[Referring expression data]
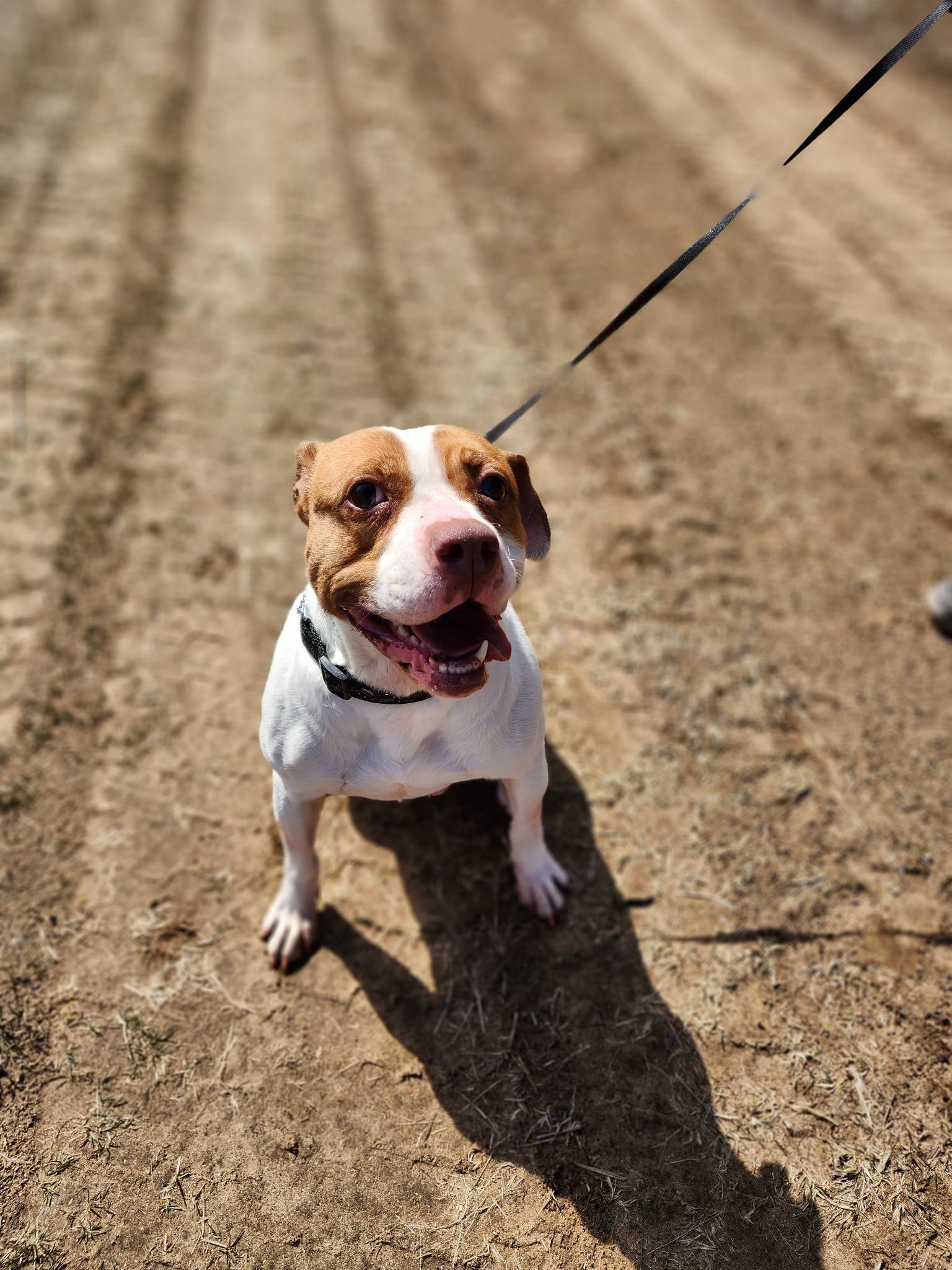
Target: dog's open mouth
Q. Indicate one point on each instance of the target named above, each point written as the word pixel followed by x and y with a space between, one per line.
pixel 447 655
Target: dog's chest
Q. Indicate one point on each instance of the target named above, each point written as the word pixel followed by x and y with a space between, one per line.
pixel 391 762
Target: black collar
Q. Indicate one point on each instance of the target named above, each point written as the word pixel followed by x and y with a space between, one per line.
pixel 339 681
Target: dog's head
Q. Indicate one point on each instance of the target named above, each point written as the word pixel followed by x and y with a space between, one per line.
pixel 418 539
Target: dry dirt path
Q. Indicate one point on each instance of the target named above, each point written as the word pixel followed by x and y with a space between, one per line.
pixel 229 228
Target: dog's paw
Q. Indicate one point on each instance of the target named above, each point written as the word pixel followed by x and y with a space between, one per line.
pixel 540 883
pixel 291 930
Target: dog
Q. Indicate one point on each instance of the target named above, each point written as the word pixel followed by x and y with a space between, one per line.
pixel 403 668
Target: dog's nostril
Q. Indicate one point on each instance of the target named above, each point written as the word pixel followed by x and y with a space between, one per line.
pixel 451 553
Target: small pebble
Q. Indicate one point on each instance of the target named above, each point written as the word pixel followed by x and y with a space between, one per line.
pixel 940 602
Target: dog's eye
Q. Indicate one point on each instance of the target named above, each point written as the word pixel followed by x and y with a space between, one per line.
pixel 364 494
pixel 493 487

§ **WORK REQUIRED**
Please repeat every record above exactly, but leave out the pictures.

§ **ANSWER SPACE**
Target: dog's open mouth
Q. Indicate one point on each instance of the target named above, each point written as the word pixel followed by x and y with a space between, one per line.
pixel 447 655
Target: dog's chest
Q. Indicate one point on each instance of the target named above, each point written as the word pixel followed by x and y with a space between, one per line.
pixel 391 762
Target: black collar
Q. Indicate one point on each instance of the target named above, each point written as the word pixel followed by x and y with a space between, one per line.
pixel 339 681
Target: dog's head
Q. Indicate one point on each instance of the target named above, each point written as the word pixel followed by x and y with a space between, one per line.
pixel 418 539
Target: dry dirt path
Q. Indicate one point on each instance of the target named above, each point written as the word pixel followed by x and y with a space between, one per line.
pixel 229 228
Target: dog's paw
Q. Indicate one point on each instance of the target named above, each point written as the word pixel followed by x and y with a space between, one per line.
pixel 540 883
pixel 291 930
Target: dog
Q. Indicate one point on each instance of the target named above, each point written as the word pixel followed by x and y with a space between, one per line.
pixel 403 668
Target: dog's nostril
Q. Indicate one point on each instance of the target named above, each point written as the word pixel followed by x and y with a space between, one per line.
pixel 451 553
Target: small pebble
Q. Indicate one point on each instance of the target named above, each point written as the word pixel followed by x and y with a space between, one per line.
pixel 940 602
Target: dog's eye
Q. Indicate one point on each instance of the target named above, each point written as the word pixel followed by x and y with a space between, one per line.
pixel 364 494
pixel 493 487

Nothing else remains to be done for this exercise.